■ Task description ■
Gather each line below that contains the string "trunk" and copy it out in full, counting only matches whose case is the same.

+++++

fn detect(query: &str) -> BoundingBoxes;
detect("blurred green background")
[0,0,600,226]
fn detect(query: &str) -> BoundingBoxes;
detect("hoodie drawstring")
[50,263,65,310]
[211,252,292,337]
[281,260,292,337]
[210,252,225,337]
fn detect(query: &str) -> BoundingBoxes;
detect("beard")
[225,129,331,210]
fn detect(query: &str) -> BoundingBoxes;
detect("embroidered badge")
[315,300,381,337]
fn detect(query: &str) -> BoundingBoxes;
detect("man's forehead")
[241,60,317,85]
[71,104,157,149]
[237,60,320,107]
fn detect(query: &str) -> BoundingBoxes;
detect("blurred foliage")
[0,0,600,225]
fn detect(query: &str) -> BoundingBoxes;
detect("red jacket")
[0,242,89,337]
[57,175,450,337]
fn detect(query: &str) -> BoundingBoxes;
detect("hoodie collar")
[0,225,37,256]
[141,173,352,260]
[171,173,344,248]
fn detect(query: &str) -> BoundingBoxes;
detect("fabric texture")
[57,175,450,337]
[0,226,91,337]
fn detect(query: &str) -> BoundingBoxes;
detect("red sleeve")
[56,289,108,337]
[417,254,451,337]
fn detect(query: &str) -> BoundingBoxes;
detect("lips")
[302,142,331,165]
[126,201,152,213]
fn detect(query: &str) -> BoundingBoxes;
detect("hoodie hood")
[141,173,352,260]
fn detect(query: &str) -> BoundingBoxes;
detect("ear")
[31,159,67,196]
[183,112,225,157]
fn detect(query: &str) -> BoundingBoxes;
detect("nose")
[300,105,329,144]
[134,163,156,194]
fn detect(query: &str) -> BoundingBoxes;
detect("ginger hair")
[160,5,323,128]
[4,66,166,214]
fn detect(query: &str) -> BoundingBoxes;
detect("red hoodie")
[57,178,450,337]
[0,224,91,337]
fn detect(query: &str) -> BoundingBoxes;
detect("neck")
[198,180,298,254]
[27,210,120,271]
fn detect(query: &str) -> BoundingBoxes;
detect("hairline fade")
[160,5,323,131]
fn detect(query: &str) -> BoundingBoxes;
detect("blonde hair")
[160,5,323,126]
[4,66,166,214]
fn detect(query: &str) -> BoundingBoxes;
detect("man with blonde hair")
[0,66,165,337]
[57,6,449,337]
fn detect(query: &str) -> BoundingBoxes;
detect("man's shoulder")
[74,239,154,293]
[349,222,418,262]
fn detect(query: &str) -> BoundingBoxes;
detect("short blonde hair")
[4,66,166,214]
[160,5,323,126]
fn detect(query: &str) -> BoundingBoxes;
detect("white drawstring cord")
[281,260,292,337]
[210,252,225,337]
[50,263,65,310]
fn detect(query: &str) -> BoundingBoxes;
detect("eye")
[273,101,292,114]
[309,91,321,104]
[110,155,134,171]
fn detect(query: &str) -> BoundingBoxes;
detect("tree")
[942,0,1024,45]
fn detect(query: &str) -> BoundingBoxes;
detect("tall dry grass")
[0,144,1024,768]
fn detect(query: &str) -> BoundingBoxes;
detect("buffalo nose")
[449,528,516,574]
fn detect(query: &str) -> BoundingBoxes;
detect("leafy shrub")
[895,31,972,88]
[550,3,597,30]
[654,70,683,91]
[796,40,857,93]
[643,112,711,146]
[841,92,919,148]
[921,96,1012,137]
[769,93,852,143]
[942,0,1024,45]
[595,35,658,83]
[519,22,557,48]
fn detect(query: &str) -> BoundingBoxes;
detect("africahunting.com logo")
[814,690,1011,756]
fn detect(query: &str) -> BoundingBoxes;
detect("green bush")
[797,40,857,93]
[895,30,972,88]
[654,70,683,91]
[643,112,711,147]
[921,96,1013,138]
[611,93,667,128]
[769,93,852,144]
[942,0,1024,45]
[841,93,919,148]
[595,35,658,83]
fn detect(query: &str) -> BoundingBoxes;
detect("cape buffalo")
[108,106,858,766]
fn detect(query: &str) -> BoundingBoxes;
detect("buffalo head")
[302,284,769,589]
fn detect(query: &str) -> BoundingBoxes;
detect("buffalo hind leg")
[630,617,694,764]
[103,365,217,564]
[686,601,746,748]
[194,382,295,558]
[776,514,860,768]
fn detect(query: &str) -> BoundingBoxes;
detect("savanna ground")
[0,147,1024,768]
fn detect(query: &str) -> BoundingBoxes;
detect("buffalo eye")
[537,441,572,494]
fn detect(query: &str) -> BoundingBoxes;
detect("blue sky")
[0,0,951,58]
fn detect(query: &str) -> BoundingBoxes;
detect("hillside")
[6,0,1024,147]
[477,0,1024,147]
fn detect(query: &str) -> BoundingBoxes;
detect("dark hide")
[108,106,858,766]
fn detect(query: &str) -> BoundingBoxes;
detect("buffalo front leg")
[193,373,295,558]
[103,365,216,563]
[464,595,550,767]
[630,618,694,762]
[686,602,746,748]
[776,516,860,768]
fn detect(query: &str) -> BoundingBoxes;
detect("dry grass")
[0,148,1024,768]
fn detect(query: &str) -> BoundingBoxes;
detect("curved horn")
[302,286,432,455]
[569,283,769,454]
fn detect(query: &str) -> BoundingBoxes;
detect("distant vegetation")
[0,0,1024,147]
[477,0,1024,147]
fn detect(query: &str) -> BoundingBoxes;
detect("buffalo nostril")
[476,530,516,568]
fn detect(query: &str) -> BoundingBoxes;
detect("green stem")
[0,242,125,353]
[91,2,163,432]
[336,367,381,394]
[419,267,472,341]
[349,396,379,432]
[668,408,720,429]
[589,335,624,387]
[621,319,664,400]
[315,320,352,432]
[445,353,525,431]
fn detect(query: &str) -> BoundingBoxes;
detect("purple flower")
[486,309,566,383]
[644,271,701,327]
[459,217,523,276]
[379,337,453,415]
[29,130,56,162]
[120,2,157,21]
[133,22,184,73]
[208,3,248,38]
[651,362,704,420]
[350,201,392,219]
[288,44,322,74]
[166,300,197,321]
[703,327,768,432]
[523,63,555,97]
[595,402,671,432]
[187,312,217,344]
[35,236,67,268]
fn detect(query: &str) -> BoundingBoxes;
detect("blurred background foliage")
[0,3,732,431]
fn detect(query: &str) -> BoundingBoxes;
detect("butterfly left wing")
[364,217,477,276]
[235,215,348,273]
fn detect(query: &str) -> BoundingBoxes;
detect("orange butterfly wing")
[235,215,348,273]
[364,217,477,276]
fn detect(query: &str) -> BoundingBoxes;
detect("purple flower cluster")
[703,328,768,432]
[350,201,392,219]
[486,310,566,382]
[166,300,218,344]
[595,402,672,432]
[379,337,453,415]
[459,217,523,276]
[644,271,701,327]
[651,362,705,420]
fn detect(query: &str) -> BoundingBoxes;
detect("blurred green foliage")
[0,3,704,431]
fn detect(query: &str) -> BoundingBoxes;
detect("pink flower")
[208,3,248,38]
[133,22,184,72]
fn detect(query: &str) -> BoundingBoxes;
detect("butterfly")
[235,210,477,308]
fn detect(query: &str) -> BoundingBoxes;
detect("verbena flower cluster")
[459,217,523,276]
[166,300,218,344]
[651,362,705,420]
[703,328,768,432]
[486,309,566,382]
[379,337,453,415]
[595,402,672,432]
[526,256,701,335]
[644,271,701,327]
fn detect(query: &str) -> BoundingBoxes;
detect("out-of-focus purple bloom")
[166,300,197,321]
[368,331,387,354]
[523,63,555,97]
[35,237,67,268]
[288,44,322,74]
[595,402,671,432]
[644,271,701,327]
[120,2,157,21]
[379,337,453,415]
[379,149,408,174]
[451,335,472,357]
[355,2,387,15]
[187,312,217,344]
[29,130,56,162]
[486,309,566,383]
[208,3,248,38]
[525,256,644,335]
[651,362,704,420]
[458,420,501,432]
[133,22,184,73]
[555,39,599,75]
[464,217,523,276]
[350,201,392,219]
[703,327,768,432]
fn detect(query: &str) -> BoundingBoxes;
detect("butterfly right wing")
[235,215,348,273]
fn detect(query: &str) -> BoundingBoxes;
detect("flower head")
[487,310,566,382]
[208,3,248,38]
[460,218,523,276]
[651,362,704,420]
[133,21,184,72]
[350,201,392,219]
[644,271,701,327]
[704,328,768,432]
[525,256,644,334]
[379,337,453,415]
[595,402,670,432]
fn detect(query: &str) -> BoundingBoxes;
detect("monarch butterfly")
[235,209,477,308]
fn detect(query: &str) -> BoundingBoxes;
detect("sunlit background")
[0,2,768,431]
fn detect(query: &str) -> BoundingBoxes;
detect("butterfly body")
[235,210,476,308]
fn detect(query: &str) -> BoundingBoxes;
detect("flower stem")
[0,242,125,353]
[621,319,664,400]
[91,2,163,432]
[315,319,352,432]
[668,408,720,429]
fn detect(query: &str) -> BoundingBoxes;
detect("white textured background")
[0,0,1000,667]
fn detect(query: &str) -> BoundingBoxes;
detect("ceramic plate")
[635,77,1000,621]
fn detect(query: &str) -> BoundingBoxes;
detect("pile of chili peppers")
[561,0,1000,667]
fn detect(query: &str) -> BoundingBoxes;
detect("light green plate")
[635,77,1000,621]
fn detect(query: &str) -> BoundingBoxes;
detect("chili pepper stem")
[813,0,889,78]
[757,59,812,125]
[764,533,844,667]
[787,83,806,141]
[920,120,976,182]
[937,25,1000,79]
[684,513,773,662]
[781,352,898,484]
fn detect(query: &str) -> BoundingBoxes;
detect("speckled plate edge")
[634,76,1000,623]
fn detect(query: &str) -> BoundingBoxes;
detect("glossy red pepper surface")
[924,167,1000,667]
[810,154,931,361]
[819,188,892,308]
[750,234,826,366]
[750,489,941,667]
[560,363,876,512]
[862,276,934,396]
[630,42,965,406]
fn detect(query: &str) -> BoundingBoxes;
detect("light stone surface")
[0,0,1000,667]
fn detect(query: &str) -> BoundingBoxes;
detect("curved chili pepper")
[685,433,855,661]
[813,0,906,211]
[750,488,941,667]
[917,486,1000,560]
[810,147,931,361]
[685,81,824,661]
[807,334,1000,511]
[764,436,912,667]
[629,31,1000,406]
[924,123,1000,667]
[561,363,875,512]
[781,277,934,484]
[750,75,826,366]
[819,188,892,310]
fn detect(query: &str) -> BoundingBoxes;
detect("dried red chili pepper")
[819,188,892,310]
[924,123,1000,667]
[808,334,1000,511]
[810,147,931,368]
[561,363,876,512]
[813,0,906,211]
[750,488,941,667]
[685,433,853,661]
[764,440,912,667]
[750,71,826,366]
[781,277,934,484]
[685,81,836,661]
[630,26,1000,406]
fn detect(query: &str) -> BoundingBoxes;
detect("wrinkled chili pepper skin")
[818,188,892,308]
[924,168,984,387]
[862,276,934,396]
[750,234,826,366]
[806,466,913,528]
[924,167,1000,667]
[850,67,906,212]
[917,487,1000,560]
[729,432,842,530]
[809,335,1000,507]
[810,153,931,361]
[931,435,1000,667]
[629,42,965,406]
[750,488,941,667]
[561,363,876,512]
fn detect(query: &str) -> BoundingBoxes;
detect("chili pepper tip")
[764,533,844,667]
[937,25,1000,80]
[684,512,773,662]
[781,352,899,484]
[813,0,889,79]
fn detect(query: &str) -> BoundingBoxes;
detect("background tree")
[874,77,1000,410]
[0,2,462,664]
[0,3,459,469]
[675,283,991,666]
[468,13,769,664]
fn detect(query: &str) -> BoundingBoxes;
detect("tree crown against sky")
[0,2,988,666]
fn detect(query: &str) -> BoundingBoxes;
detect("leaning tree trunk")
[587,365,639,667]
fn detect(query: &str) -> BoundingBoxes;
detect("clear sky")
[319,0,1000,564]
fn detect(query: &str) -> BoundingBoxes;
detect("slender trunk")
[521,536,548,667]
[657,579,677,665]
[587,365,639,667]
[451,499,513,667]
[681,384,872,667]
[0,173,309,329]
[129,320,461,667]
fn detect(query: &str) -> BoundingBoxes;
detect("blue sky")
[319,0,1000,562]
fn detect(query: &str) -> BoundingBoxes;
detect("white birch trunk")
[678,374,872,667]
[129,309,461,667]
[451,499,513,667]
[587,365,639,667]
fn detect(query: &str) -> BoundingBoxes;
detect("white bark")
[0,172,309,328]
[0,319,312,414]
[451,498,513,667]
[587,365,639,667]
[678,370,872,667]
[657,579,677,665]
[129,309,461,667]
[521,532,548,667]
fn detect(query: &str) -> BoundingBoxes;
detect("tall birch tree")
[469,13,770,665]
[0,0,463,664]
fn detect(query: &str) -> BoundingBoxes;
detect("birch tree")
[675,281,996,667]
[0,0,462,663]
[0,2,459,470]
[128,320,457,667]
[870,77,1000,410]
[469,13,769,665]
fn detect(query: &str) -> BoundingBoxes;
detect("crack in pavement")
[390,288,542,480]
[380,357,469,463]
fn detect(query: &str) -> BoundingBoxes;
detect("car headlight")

+++++

■ Answer for the task ■
detect("leaning tree trunk")
detect("slender trunk")
detect("white birch trunk")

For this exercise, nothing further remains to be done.